(Point localization data)
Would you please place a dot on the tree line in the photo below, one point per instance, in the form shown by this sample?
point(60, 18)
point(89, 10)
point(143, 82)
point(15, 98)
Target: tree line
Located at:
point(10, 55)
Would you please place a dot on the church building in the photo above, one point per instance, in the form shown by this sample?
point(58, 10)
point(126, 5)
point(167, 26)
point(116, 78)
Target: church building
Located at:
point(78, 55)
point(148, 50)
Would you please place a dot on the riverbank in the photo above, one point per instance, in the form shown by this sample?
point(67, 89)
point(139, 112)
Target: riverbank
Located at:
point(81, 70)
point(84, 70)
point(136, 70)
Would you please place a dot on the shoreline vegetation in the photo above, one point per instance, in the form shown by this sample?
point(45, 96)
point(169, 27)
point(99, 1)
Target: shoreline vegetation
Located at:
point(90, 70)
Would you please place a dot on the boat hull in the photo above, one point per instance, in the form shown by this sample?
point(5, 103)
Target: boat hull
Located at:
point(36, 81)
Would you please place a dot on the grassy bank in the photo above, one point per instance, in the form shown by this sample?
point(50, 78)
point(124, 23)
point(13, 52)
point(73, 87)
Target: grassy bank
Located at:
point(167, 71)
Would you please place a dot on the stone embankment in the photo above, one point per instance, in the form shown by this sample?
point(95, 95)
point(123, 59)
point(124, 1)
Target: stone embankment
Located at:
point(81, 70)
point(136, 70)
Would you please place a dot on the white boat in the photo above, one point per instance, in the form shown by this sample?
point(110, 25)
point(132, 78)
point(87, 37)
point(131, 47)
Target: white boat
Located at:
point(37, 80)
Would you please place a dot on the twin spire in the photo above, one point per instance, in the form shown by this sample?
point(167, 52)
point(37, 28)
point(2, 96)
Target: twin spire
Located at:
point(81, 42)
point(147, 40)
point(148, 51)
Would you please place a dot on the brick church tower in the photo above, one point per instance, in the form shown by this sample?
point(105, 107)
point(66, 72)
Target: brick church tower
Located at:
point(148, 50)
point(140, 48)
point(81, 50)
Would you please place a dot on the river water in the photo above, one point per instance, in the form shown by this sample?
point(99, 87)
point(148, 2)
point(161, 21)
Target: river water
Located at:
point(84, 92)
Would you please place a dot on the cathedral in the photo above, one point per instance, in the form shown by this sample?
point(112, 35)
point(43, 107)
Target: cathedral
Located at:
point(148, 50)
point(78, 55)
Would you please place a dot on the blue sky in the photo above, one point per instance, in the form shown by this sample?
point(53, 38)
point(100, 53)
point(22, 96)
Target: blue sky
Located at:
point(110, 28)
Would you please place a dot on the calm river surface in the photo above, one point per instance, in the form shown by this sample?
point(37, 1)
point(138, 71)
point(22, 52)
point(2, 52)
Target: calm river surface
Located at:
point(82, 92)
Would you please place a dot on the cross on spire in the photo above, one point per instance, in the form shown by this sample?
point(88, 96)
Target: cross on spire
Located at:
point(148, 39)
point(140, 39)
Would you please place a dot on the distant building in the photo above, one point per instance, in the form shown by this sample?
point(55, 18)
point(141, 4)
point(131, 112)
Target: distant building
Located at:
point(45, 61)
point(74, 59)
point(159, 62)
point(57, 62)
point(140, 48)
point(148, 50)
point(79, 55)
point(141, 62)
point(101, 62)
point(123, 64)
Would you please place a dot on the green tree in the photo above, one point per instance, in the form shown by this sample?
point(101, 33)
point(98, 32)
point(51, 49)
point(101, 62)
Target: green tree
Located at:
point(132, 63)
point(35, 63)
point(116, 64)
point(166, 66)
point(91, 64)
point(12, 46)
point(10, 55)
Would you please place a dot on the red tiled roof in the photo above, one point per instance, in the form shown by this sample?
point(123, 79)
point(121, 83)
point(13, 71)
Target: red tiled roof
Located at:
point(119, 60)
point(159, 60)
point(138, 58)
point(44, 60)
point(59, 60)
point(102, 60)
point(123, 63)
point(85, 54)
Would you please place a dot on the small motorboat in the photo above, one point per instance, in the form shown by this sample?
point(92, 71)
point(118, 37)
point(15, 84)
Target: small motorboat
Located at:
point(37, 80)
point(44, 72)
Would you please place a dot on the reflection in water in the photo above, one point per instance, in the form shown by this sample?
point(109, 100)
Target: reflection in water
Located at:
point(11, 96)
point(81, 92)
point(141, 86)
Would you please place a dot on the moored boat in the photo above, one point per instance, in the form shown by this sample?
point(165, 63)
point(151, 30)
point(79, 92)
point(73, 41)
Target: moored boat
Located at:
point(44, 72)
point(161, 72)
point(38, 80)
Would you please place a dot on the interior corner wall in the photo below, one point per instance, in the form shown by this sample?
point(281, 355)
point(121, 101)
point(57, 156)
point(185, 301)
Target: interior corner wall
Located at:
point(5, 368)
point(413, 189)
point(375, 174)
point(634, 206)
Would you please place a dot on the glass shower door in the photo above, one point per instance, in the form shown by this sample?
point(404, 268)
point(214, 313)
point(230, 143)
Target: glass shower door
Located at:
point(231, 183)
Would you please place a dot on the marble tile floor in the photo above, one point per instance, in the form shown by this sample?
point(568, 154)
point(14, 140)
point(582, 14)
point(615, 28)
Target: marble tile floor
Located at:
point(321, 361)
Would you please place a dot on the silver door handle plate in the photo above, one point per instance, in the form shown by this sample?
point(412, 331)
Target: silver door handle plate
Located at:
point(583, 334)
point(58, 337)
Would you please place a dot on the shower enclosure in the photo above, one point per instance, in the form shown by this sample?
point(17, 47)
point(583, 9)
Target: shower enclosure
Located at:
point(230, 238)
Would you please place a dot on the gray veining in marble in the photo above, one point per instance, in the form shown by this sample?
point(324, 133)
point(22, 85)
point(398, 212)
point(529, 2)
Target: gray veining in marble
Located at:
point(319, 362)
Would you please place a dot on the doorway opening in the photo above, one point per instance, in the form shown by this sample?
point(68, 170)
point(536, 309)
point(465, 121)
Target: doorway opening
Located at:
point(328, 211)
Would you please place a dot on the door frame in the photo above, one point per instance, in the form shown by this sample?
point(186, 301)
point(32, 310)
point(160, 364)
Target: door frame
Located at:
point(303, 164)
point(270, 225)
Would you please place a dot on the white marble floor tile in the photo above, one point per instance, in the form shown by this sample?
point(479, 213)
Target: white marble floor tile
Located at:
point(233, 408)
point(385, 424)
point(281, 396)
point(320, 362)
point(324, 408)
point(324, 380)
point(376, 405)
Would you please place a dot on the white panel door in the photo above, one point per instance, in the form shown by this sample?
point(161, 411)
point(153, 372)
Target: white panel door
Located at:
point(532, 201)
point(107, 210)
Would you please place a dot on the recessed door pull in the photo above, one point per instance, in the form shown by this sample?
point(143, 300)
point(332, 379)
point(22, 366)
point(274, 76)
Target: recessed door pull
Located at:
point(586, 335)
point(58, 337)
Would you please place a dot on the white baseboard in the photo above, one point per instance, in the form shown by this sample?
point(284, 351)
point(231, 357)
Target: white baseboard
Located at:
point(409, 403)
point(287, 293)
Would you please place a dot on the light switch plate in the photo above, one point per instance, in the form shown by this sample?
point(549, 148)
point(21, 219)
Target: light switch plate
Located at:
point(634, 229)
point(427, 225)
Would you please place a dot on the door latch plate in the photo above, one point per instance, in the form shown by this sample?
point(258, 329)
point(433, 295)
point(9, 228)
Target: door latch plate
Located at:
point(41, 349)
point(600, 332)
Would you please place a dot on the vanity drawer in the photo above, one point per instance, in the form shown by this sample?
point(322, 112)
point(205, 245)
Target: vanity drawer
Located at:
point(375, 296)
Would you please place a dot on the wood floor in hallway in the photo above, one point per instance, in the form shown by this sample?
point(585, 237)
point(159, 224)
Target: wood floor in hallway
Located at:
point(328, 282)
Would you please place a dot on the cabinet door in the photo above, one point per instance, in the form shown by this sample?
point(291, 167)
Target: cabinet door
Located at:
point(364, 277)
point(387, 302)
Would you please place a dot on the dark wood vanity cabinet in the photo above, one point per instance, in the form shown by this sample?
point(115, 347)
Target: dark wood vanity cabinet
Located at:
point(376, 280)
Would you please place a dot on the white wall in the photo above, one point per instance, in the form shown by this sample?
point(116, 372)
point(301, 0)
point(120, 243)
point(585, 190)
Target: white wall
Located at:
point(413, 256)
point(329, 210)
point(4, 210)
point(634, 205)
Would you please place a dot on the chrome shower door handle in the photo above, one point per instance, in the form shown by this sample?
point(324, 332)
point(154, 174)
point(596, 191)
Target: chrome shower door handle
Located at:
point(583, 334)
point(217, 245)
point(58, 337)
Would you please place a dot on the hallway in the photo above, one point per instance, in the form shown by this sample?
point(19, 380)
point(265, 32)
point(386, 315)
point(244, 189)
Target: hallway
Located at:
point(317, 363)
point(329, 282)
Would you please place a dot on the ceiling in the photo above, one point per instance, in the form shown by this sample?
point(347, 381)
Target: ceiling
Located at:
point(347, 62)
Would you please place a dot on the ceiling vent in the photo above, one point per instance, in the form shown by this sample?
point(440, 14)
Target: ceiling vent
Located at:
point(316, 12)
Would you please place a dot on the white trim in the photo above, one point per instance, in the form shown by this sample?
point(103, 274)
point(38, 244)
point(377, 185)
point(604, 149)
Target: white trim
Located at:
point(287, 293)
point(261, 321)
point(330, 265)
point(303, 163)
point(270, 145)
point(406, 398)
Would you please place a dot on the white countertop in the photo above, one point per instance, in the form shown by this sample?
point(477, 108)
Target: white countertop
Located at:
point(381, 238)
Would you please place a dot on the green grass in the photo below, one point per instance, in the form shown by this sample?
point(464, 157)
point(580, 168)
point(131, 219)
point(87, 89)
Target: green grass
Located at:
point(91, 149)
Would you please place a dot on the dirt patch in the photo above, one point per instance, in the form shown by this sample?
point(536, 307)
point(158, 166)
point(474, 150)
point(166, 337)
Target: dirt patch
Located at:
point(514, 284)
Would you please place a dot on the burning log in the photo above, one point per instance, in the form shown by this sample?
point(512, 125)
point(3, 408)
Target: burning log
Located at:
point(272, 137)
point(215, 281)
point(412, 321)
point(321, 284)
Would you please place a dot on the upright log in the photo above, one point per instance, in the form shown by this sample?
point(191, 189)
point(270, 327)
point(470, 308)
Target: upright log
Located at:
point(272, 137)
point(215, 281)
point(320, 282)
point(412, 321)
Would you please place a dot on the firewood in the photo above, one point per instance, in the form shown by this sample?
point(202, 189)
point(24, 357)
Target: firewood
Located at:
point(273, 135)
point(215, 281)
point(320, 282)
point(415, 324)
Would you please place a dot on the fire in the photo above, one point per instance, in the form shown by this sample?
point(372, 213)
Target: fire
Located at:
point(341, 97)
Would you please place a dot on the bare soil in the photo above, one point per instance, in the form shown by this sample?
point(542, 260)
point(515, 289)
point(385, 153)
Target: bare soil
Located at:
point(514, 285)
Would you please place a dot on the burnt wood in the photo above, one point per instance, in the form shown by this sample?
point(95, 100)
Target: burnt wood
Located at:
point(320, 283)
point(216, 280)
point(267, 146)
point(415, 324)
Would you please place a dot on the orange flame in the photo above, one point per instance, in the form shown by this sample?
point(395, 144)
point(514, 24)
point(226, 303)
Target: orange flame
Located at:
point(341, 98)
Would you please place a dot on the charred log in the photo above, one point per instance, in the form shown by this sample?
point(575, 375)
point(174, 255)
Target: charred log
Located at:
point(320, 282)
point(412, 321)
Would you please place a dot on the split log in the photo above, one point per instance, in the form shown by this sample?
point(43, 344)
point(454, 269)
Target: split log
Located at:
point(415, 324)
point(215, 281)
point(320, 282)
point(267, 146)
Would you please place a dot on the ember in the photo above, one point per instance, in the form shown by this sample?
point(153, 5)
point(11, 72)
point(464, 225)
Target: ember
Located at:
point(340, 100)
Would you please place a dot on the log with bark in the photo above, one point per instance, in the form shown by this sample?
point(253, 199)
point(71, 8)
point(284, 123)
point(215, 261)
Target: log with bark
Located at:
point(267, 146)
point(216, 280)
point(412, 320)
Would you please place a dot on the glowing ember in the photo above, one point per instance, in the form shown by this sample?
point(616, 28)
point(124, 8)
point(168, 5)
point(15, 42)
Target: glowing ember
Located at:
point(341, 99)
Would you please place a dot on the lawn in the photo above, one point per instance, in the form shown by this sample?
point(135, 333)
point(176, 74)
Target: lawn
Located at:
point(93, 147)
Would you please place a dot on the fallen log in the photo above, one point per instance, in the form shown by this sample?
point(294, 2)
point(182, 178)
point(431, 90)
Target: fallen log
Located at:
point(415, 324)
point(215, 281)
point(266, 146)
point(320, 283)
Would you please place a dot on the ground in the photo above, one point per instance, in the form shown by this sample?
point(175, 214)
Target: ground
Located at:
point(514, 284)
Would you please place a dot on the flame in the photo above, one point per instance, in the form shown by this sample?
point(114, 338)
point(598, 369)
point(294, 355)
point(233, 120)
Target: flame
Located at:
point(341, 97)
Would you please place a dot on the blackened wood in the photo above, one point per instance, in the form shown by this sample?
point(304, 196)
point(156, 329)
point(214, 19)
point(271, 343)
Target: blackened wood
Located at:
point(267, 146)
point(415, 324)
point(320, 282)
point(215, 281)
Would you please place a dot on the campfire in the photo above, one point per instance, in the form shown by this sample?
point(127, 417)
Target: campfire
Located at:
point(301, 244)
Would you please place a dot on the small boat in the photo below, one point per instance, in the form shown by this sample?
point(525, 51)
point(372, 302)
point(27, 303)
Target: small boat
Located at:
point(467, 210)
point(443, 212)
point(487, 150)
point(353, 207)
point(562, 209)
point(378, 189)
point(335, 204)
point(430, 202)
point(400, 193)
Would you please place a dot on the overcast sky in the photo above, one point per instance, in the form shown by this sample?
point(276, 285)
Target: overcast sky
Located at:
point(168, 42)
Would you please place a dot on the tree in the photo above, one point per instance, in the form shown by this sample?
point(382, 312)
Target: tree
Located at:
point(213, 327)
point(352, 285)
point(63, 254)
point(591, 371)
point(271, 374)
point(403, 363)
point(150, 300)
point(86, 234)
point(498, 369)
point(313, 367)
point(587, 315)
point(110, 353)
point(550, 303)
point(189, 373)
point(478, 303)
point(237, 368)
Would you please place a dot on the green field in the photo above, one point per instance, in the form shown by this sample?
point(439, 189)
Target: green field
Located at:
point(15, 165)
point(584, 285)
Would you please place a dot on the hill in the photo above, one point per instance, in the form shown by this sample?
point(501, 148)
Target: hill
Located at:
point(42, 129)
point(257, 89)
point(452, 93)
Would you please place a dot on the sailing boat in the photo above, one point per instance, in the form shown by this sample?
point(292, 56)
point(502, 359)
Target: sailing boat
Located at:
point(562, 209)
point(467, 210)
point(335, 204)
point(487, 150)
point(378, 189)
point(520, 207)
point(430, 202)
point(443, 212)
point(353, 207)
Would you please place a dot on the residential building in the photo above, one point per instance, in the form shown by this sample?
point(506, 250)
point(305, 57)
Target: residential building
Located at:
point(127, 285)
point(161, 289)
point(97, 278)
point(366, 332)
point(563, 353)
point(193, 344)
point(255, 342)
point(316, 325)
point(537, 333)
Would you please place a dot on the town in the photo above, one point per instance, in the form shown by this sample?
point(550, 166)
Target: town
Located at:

• _INSTRUCTIONS TO FOLLOW_: Please copy each line of the records above in which the word "sailing" can be found.

• _WRITTEN ANSWER_:
Would you please place a dot on the sailing boat in the photo above, one point per instance, in the form shown by this sample?
Target: sailing boat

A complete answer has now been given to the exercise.